The album features a more acoustic and ‘70s influenced sound than his fans might be used to, but Nicholas is relishing the chance to prove himself.

When he spoke to The Guide, Nicholas had recently returned to the stage, playing a pair of sold out shows at the Sebright Arms and the Slaughtered Lamb in London.

‘I haven’t played live for a long time, so I was a bit nervous, but once I got back into it, it felt great,’ he says.

‘It’s all new songs – I’m not playing any of the Feeder stuff at the moment because I want it to be about this project.

‘And it’s been good, I haven’t had anyone shouting out for Just a Day, or anything like that – I’m hoping that’s because they’re liking the music.’

The album came about at a time when Feeder had been put on hold.

He explains: ‘After 22 years of Feeder I wanted a bit of time out, I had never had a break and done other things. I’d been offered things and turned them down because I was putting all my energies into Feeder.

‘I just started writing songs at home, and this group of songs came together – they were more acoustic sounding, mixed with a bit of band and electronics.

‘The songs came to me very naturally both lyrically and musically – I was writing in a different headspace. I could write about things a bit closer to my heart – I would write those songs with Feeder, but this was perhaps more than I usually would.’

Grant was able to draw on different influences and he cites Nick Drake, Simon and Garfunkel, Fleetwood, Mac, and John Lennon.

*Exercise set*:
1. Please show each line of the records that contains the word "woman", treating uppercase and lowercase as different.
2. Carry the article about Nicholas's album further, picking up right after its last sentence.
The text and the records have nothing to do with each other.

*Listed entries*:
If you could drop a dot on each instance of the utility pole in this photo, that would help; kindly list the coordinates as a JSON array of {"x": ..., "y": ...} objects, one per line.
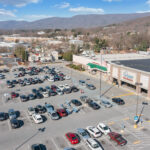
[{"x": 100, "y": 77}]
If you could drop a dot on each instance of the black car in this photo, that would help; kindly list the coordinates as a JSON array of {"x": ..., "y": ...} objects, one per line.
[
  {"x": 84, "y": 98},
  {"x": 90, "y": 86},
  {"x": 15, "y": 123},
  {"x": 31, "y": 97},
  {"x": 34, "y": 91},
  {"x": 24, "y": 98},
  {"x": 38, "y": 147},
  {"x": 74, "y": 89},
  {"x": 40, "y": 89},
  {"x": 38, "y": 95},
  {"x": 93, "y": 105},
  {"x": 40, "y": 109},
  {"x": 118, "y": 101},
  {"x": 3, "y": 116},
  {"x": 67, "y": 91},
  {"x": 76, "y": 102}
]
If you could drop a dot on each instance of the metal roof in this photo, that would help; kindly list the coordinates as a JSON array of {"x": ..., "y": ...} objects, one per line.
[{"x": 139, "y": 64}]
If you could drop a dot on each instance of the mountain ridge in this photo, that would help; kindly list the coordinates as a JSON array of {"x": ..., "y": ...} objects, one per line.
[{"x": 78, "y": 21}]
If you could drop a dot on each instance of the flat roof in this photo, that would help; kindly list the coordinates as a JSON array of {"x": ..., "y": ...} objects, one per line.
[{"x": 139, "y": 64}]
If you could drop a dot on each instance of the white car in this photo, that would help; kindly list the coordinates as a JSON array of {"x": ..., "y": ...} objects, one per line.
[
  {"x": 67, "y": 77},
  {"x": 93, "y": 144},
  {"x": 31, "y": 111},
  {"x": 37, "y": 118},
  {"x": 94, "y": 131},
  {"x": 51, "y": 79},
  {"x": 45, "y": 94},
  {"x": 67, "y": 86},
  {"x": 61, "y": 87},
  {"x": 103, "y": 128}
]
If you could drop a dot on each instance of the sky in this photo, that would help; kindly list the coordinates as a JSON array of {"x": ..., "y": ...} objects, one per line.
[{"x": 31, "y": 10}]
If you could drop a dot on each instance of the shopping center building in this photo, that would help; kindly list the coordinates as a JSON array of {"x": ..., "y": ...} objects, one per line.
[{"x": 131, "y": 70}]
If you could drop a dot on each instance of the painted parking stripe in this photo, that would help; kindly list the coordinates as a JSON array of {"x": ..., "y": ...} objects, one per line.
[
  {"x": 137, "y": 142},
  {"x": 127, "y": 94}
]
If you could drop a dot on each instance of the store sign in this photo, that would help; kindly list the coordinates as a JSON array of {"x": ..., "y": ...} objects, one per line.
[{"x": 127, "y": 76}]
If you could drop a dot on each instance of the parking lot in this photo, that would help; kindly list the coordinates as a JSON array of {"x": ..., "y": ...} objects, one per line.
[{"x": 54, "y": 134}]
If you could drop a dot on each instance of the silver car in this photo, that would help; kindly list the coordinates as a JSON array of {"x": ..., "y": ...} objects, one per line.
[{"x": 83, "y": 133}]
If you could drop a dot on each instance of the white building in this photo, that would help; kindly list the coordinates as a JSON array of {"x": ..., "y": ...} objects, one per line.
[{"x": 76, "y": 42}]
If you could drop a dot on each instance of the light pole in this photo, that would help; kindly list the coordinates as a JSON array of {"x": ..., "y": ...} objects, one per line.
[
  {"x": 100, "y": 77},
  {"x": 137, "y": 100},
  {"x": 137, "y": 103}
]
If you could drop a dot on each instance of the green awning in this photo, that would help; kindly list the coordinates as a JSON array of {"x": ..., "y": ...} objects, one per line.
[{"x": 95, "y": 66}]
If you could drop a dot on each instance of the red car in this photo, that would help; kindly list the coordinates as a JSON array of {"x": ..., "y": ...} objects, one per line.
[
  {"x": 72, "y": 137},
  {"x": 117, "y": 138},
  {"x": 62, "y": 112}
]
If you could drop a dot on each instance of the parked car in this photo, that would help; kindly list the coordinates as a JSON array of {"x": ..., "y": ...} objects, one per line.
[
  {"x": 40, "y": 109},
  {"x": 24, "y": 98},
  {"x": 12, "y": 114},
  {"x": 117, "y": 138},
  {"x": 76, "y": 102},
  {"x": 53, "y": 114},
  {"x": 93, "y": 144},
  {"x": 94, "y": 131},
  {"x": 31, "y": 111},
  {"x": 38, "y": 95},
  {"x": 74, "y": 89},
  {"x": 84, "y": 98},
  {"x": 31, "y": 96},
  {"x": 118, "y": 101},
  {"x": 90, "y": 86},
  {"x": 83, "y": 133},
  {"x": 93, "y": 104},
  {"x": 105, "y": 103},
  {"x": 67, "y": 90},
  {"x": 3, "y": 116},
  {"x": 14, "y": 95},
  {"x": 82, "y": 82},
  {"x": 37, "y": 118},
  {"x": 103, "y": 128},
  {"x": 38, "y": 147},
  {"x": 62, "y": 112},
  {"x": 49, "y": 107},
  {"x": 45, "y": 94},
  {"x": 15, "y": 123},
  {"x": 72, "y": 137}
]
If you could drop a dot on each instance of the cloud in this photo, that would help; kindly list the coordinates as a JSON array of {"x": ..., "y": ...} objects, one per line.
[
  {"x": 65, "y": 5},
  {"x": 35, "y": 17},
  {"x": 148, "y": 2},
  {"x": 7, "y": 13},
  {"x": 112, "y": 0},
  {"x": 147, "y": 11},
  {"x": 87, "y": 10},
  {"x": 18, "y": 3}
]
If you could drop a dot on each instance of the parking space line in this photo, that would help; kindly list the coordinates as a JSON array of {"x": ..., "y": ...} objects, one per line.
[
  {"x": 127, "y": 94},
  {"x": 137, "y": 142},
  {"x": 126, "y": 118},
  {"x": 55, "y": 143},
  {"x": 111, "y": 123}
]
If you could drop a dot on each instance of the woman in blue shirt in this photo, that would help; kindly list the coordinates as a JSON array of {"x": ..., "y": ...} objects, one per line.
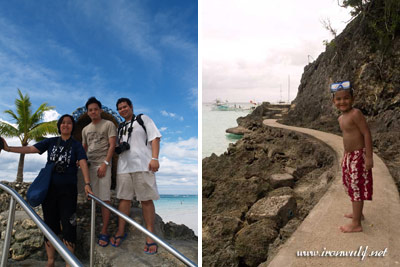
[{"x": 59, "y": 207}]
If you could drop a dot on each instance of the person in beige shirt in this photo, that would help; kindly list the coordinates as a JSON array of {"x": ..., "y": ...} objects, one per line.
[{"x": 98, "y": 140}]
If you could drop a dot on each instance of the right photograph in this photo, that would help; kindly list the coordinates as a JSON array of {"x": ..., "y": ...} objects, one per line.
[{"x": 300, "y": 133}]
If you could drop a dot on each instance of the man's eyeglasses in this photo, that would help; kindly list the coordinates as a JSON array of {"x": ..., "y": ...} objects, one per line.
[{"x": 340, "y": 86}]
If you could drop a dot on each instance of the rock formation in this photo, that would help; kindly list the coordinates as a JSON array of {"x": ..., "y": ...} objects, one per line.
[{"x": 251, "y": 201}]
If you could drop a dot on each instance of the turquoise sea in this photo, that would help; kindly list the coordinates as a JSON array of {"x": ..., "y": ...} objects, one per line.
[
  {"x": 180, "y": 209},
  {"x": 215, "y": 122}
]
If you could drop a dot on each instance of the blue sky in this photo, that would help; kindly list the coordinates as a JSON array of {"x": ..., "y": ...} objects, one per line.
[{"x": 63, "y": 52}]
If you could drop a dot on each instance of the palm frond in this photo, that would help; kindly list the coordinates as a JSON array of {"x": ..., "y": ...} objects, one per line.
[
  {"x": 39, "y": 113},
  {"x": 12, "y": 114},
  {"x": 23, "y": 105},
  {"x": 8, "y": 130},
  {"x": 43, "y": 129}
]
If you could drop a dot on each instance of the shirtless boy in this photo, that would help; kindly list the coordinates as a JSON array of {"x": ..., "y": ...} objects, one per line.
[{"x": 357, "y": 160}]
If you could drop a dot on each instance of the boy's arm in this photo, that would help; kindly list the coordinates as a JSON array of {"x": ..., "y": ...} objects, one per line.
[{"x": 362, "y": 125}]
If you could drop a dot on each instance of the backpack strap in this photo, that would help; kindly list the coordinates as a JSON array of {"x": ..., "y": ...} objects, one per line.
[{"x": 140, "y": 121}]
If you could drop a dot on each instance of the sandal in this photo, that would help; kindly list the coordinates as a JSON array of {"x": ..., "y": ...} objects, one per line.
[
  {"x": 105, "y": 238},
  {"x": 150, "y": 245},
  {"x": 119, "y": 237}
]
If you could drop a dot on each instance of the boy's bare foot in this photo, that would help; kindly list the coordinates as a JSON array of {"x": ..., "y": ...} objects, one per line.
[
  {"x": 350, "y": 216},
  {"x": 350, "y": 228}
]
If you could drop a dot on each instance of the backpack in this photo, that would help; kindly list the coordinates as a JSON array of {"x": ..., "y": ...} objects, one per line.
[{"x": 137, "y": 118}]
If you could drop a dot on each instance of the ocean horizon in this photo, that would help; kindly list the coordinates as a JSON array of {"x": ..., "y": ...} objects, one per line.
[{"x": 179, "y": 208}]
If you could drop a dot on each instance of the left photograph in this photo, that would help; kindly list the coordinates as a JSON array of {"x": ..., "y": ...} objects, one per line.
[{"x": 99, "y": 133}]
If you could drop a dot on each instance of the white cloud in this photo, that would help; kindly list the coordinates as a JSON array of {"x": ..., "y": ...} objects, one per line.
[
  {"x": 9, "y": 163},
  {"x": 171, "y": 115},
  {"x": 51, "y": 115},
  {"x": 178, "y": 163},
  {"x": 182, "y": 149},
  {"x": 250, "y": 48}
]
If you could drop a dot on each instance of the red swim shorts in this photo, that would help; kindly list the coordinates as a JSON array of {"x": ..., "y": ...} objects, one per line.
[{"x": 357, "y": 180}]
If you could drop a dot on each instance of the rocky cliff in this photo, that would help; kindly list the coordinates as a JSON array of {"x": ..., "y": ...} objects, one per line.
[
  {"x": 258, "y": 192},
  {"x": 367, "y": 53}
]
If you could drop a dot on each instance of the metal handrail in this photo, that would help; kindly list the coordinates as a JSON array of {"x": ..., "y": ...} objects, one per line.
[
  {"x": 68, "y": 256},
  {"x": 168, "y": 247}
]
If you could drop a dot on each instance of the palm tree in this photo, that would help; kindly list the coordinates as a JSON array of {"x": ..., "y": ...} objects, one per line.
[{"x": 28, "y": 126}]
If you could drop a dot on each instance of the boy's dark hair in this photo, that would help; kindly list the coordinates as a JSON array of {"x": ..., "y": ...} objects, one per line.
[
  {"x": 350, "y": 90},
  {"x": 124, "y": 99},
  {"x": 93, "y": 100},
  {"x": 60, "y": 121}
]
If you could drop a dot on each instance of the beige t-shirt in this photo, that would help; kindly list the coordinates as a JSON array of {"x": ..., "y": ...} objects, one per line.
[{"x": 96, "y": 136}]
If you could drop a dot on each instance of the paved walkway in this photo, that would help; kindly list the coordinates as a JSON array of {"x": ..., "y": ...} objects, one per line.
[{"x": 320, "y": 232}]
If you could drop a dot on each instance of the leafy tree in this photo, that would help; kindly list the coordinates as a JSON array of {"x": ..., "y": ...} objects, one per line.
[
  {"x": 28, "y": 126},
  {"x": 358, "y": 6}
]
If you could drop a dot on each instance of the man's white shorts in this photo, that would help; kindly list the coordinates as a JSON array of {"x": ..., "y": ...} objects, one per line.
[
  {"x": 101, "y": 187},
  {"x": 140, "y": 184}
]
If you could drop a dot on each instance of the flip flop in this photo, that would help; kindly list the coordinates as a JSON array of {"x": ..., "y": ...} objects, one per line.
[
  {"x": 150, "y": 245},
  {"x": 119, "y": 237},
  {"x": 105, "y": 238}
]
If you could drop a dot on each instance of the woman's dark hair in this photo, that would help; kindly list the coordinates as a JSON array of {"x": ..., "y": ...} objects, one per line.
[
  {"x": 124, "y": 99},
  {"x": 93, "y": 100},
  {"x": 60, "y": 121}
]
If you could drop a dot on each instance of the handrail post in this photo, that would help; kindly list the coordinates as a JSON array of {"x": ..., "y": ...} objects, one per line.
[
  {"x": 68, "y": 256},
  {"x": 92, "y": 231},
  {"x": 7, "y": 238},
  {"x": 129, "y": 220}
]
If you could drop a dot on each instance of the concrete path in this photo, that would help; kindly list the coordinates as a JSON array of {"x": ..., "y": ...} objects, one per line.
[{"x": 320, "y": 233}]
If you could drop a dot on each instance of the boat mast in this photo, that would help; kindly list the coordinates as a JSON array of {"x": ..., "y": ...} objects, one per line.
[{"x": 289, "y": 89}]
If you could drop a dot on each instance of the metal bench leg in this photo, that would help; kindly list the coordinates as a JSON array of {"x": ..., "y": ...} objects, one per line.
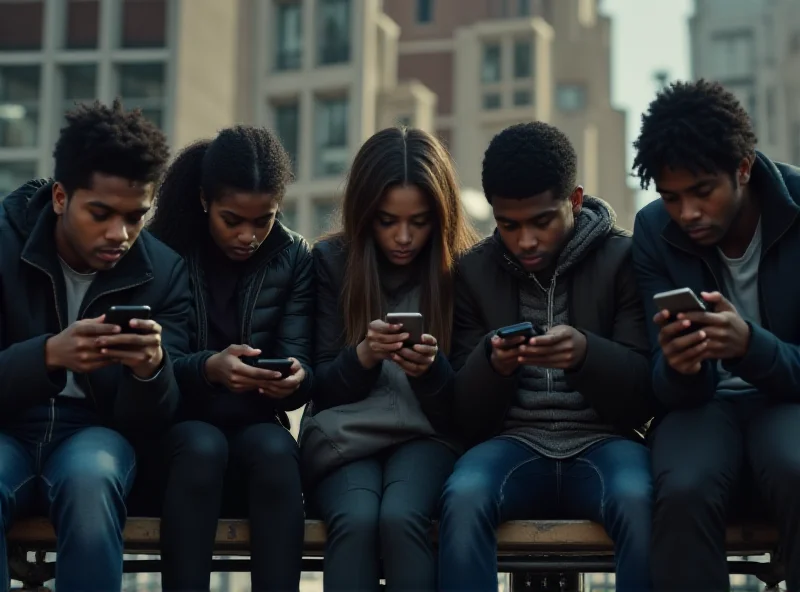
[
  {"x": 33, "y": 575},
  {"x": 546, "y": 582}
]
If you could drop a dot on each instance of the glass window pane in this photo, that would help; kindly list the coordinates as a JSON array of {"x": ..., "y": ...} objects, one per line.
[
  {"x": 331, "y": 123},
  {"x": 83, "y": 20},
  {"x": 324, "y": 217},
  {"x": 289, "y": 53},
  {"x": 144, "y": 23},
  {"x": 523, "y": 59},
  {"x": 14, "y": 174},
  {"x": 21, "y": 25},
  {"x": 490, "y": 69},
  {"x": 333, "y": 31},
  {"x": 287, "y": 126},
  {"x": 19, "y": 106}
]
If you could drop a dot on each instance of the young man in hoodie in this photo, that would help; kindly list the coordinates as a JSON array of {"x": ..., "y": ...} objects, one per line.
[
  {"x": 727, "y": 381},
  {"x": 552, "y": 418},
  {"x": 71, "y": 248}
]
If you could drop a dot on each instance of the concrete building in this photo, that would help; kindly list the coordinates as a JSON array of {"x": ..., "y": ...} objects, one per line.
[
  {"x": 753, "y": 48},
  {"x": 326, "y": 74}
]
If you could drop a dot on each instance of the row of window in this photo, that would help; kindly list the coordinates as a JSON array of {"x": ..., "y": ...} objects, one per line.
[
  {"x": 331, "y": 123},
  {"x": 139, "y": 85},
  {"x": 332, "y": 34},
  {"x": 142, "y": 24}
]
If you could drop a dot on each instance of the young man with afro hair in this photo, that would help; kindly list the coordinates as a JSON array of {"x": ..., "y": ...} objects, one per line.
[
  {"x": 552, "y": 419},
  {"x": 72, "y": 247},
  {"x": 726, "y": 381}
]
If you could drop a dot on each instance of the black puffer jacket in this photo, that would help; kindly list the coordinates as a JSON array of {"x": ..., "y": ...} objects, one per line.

*Outputs in order*:
1.
If you could drop a dot on each instance of the woman in blue shirt in this photo, that would help; kindly list the coordinates as a JSON array of {"x": ..., "y": ...} objects, one per line.
If you could drop a dot on each instance of the woman's dark hair in this photo, that would help; kindly list the coordinates as a JSON array of {"x": ..., "y": ...} objects, one per line.

2.
‘I think people assume I go home and listen to the Foo Fighters all day and that really isn’t the case,’ he adds. ‘I don’t actually listen to much hard rock music at home. My taste is more to bands like Flaming Lips and Eels.’

And for those hankering for more Feeder, fret not, they will return.

‘When I get back to Feeder,’ says Grant. ‘I want to do it properly. We turned down a few shows, which I don’t think our manager was too happy about, but I felt it would dilute this.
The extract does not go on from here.